GOAL: Please find every line in the entries below that contains the string "facade", treating uppercase and lowercase as different, and copy each of those lines out in full.

RECORDS SUPPLIED:
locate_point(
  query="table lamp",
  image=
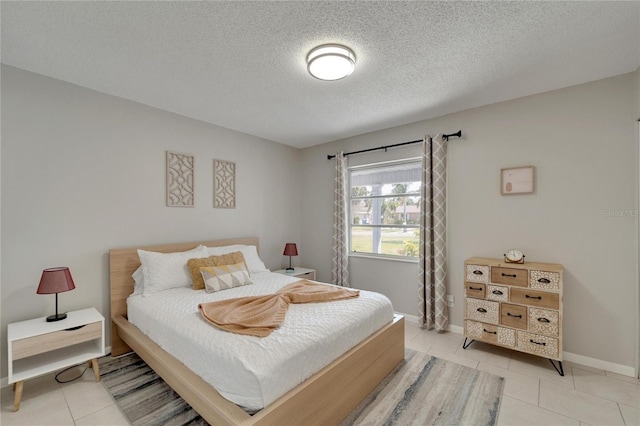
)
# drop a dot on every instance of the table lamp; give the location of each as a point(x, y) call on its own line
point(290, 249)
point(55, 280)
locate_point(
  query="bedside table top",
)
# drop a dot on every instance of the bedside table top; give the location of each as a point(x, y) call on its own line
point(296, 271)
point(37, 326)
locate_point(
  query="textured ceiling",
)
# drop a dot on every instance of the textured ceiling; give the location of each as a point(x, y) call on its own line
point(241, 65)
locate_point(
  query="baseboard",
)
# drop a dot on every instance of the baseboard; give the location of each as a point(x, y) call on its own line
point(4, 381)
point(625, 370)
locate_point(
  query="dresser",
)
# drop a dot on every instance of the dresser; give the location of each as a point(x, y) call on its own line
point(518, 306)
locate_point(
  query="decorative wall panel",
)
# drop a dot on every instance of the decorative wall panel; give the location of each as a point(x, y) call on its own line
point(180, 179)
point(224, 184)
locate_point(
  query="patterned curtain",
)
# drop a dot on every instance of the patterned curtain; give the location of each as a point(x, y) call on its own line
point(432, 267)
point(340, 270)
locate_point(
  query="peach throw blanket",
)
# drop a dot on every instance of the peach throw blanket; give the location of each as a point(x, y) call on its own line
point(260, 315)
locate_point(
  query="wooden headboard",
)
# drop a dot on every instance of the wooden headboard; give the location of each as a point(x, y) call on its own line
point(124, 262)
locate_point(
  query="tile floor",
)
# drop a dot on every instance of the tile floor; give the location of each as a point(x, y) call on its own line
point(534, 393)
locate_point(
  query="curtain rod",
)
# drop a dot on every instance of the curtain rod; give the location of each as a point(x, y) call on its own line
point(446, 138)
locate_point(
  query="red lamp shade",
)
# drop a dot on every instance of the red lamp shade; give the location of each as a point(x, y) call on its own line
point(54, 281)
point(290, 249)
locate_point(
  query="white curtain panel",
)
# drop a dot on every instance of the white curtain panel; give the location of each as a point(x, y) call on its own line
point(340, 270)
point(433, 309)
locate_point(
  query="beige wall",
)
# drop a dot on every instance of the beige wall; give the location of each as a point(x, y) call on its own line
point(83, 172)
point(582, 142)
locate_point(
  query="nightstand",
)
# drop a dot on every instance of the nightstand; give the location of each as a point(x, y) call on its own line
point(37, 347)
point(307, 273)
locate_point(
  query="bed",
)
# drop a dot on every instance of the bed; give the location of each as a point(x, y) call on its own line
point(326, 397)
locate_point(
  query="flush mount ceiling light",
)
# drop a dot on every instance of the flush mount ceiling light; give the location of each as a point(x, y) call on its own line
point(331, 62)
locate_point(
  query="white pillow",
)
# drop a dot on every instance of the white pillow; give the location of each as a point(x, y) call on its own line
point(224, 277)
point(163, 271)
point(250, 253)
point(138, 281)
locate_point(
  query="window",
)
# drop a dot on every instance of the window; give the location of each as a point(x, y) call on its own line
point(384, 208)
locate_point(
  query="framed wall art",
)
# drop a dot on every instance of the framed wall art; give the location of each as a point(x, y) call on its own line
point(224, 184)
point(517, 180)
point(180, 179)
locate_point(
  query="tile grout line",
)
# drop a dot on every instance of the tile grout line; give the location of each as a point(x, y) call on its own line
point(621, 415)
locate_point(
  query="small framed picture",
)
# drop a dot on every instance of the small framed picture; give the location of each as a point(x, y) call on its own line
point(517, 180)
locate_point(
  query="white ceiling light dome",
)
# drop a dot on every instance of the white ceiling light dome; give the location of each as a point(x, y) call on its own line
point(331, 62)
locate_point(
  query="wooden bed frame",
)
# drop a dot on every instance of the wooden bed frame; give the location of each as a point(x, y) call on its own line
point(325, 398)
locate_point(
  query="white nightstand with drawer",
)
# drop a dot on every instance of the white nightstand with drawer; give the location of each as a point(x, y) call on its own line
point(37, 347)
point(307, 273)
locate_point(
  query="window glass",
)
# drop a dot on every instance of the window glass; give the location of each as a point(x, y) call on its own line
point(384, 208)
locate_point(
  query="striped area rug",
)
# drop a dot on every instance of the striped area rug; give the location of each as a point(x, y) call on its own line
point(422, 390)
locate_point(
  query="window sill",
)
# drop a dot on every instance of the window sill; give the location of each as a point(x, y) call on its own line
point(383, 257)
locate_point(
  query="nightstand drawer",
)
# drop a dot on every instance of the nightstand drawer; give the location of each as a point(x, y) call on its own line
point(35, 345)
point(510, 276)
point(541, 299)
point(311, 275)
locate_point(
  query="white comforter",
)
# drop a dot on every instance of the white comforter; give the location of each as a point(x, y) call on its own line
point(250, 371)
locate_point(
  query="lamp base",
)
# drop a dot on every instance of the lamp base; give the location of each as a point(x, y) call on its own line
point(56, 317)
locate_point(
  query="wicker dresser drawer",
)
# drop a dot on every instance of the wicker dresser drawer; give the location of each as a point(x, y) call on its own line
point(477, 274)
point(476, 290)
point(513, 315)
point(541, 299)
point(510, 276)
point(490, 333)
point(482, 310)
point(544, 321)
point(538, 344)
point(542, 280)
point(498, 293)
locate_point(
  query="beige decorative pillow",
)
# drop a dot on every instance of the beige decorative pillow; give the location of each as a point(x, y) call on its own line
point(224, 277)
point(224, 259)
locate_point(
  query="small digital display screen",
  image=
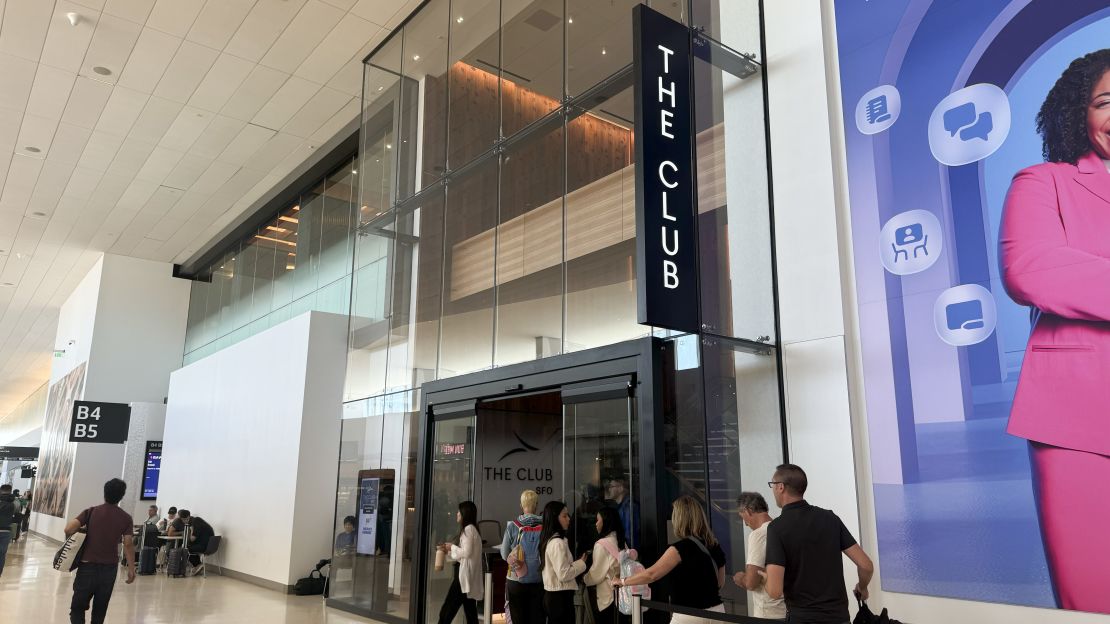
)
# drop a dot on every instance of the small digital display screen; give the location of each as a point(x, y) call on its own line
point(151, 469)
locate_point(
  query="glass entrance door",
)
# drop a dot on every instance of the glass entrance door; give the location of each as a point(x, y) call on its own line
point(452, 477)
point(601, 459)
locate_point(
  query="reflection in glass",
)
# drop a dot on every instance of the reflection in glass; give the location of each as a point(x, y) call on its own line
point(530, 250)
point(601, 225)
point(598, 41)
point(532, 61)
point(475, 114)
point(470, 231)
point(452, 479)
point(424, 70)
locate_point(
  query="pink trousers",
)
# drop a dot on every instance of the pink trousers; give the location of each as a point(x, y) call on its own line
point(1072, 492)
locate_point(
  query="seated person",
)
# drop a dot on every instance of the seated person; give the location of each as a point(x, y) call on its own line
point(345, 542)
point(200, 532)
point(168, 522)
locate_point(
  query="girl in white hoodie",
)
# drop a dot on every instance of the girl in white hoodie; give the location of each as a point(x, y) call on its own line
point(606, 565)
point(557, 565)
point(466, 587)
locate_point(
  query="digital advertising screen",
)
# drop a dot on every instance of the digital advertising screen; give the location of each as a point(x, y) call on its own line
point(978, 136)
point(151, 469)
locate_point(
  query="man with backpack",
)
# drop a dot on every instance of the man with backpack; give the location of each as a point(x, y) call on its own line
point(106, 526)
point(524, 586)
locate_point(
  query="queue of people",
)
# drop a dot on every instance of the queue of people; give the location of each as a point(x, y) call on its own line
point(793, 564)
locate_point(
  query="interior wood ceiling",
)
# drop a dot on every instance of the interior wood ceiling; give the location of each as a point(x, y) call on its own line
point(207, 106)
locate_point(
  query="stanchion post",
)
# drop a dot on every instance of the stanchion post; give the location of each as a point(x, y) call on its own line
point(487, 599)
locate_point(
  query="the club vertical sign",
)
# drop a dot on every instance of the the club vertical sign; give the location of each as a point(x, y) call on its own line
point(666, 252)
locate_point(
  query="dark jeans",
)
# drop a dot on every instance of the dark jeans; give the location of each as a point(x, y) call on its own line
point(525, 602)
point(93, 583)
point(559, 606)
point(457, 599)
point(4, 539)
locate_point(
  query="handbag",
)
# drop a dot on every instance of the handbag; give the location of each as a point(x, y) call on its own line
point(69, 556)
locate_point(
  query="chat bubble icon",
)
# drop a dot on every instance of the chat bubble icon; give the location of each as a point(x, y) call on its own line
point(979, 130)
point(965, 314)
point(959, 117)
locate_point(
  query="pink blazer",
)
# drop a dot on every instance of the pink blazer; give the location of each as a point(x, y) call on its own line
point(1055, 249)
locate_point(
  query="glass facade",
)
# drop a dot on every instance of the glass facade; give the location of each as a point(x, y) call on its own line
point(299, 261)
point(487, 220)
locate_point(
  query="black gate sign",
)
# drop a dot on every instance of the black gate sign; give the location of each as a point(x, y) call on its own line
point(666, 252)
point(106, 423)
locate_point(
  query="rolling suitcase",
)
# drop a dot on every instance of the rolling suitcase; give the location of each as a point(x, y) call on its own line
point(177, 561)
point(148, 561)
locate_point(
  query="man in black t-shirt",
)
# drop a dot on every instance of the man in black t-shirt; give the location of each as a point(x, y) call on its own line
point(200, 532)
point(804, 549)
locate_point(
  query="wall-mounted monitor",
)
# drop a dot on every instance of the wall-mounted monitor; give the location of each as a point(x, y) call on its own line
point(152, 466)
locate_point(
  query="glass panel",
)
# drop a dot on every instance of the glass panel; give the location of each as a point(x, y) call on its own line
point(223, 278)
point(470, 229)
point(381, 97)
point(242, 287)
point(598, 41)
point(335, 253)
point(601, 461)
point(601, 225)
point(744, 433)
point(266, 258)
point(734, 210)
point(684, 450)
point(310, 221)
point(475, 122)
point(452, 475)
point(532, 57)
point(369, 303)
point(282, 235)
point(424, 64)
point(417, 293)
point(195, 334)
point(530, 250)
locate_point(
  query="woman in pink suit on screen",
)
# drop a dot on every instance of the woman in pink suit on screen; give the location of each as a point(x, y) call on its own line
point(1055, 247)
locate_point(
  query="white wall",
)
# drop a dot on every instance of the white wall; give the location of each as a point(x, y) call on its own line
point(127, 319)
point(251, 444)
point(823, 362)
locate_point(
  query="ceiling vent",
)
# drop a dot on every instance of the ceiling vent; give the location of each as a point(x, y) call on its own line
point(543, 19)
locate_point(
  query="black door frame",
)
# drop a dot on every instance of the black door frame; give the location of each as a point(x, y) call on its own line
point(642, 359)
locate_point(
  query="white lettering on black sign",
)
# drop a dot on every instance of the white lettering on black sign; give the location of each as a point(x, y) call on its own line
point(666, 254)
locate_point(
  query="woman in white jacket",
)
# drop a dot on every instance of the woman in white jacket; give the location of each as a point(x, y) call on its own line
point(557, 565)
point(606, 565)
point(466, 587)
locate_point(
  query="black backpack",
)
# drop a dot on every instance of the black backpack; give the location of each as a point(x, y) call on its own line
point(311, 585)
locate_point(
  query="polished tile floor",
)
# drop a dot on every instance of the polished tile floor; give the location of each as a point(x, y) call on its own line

WRITTEN RESPONSE:
  query="glass facade",
# drop a dot on every instance of the glass facade; give the location of each as a point(x, y) call on its own line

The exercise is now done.